Recorded data:
*** Block opens ***

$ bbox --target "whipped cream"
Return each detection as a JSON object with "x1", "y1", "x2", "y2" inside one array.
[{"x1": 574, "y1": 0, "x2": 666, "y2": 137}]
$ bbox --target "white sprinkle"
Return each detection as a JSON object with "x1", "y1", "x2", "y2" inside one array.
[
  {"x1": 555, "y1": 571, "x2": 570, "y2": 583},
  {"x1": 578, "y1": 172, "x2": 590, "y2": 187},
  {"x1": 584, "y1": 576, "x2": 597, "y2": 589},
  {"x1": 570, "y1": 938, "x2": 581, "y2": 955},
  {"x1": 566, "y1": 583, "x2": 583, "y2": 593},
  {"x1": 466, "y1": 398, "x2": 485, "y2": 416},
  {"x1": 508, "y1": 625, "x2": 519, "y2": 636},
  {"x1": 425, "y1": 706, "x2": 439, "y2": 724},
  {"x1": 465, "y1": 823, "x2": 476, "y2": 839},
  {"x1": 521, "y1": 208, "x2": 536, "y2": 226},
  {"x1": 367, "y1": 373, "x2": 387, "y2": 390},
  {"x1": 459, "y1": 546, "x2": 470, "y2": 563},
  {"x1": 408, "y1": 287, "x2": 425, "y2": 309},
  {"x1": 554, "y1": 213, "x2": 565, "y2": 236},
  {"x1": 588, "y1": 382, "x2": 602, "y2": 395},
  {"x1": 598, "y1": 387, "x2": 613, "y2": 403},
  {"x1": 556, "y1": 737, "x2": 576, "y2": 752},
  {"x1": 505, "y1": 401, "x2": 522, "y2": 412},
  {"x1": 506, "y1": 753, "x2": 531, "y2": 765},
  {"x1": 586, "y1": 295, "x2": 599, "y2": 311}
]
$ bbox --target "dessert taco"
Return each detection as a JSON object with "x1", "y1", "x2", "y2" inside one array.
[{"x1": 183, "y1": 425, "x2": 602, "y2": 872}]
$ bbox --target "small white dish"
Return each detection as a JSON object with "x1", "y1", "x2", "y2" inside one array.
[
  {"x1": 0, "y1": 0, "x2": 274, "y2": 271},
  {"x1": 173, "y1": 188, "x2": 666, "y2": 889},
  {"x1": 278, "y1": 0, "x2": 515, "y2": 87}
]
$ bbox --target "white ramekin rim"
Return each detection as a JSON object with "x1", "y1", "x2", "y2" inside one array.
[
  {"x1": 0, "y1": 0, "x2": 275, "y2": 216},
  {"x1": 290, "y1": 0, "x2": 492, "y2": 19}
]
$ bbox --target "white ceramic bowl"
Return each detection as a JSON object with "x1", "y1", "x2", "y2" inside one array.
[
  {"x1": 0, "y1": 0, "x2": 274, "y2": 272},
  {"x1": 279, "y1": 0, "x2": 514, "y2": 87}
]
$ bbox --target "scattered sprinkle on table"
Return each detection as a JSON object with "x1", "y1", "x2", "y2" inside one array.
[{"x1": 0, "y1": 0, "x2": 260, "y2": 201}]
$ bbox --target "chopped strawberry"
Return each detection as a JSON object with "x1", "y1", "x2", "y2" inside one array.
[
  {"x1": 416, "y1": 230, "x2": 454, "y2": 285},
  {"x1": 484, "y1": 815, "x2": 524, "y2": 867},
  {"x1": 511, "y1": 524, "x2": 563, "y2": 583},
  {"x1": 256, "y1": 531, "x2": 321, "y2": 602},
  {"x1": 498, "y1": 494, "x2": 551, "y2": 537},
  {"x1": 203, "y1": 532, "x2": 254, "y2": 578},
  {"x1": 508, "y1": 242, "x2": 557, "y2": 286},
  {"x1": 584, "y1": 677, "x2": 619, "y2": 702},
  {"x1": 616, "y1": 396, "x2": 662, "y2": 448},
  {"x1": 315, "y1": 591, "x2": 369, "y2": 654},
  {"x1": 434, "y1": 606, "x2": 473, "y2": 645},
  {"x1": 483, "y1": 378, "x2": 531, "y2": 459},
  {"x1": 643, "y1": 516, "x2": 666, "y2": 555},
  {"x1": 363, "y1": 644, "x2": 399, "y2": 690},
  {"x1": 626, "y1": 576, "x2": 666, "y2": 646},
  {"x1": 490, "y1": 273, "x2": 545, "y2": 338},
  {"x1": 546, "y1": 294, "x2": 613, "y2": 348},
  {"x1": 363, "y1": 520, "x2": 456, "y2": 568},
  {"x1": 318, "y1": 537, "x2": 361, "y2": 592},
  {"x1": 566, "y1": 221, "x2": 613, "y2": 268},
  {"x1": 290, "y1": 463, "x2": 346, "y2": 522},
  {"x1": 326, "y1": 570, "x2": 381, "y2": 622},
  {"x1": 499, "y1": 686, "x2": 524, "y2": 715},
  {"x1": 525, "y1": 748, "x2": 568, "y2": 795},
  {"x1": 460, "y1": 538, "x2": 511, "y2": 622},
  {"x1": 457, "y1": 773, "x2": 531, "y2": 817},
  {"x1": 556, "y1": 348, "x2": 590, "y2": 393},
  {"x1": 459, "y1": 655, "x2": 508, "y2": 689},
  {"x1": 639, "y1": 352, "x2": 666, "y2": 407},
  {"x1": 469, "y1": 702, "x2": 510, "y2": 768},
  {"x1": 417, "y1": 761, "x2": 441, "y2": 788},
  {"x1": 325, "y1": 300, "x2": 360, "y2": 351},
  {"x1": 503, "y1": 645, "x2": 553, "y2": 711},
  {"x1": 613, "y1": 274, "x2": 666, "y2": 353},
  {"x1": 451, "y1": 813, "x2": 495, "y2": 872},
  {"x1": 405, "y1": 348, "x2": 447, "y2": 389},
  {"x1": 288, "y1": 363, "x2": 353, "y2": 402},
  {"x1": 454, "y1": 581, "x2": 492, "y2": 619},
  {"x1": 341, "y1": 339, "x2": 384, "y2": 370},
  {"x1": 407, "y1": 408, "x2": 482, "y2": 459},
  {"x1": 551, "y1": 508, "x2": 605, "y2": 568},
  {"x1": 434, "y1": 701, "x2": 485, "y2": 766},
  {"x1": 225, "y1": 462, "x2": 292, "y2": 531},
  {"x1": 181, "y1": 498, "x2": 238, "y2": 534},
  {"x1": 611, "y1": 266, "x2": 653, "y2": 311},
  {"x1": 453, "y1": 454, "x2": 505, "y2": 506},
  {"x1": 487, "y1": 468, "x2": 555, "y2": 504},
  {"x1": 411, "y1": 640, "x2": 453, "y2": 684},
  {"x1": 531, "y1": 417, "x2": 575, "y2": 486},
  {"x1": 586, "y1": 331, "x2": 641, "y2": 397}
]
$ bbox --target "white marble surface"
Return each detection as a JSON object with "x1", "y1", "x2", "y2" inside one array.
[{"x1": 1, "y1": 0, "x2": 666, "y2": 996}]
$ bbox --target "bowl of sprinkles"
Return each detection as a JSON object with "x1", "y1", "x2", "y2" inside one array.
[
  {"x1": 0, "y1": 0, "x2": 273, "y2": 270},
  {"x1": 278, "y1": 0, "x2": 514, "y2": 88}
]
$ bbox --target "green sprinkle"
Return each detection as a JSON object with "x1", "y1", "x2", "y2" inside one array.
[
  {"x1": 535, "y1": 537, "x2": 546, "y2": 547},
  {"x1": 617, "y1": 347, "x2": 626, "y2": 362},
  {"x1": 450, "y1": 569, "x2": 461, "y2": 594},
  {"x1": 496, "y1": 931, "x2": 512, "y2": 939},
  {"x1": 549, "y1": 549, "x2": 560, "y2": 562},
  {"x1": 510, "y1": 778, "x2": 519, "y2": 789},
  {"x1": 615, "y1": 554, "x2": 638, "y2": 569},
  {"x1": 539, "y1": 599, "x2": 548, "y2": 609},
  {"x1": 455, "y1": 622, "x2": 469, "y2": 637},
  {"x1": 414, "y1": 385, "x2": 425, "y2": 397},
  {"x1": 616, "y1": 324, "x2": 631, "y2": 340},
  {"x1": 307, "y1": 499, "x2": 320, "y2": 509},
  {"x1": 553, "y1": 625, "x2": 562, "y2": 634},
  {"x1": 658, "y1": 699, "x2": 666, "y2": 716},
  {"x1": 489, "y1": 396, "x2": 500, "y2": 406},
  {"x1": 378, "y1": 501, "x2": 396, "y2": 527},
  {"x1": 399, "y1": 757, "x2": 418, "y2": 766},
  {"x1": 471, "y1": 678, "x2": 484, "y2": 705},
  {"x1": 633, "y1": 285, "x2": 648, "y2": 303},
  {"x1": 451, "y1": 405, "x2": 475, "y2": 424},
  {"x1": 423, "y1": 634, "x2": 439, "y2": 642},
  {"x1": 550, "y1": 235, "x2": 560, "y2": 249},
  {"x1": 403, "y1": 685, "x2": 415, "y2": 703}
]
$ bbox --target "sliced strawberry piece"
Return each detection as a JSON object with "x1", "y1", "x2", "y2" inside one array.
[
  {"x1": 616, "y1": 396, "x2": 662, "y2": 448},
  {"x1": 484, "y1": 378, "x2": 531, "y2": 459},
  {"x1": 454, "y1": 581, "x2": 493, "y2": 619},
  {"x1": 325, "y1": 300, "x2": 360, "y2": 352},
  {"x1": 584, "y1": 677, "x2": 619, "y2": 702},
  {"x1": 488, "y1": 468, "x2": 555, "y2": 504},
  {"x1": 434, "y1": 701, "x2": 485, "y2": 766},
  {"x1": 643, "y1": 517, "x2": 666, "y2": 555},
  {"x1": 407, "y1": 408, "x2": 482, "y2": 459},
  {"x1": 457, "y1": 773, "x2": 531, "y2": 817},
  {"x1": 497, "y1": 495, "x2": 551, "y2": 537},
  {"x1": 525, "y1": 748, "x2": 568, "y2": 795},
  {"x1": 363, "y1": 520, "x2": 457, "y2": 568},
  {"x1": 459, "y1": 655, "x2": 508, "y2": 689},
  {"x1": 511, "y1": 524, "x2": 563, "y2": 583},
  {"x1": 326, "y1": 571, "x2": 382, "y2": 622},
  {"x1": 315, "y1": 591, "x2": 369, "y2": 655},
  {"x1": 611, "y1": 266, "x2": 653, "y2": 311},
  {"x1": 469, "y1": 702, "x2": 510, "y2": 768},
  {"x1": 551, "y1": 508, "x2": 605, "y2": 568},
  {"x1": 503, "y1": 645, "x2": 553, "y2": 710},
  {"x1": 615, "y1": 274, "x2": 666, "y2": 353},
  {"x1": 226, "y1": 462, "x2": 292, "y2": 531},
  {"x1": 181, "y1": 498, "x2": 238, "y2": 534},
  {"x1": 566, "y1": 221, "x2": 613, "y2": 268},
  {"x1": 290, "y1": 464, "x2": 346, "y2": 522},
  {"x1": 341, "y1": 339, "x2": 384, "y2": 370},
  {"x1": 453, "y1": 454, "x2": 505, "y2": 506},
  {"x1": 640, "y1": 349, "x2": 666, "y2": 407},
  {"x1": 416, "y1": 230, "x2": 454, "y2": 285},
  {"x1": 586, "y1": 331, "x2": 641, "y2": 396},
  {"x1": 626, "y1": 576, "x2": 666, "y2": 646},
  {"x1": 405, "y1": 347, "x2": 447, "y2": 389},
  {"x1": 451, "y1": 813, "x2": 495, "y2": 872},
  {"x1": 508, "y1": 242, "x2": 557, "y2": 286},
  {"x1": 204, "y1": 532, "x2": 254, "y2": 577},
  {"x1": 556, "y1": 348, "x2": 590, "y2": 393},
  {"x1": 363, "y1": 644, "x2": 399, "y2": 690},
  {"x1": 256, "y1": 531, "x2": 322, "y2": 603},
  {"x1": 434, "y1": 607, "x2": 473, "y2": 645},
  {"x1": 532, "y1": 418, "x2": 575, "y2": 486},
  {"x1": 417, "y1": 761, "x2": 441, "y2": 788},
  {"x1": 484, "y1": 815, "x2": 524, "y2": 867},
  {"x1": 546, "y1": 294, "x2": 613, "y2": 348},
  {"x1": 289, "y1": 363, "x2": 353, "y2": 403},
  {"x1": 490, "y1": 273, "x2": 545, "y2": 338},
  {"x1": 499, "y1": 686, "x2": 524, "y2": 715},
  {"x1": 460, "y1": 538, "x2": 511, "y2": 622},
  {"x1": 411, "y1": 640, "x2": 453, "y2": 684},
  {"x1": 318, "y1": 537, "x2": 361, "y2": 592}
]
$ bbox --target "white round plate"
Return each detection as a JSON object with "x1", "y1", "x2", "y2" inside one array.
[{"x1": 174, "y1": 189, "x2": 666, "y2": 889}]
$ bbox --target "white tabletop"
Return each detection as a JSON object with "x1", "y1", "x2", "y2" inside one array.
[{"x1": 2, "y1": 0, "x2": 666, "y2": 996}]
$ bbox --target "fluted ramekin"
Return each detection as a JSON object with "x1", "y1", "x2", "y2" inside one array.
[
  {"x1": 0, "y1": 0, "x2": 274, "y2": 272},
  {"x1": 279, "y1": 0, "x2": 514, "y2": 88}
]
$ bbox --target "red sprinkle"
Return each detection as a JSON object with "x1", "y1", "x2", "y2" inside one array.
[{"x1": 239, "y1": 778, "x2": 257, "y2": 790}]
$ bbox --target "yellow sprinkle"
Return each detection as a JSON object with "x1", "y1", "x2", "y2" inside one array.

*** Block closes ***

The problem: Say how many lines in the entries contain the string "strawberry". Nothing else belongs in the reply.

Task response: 2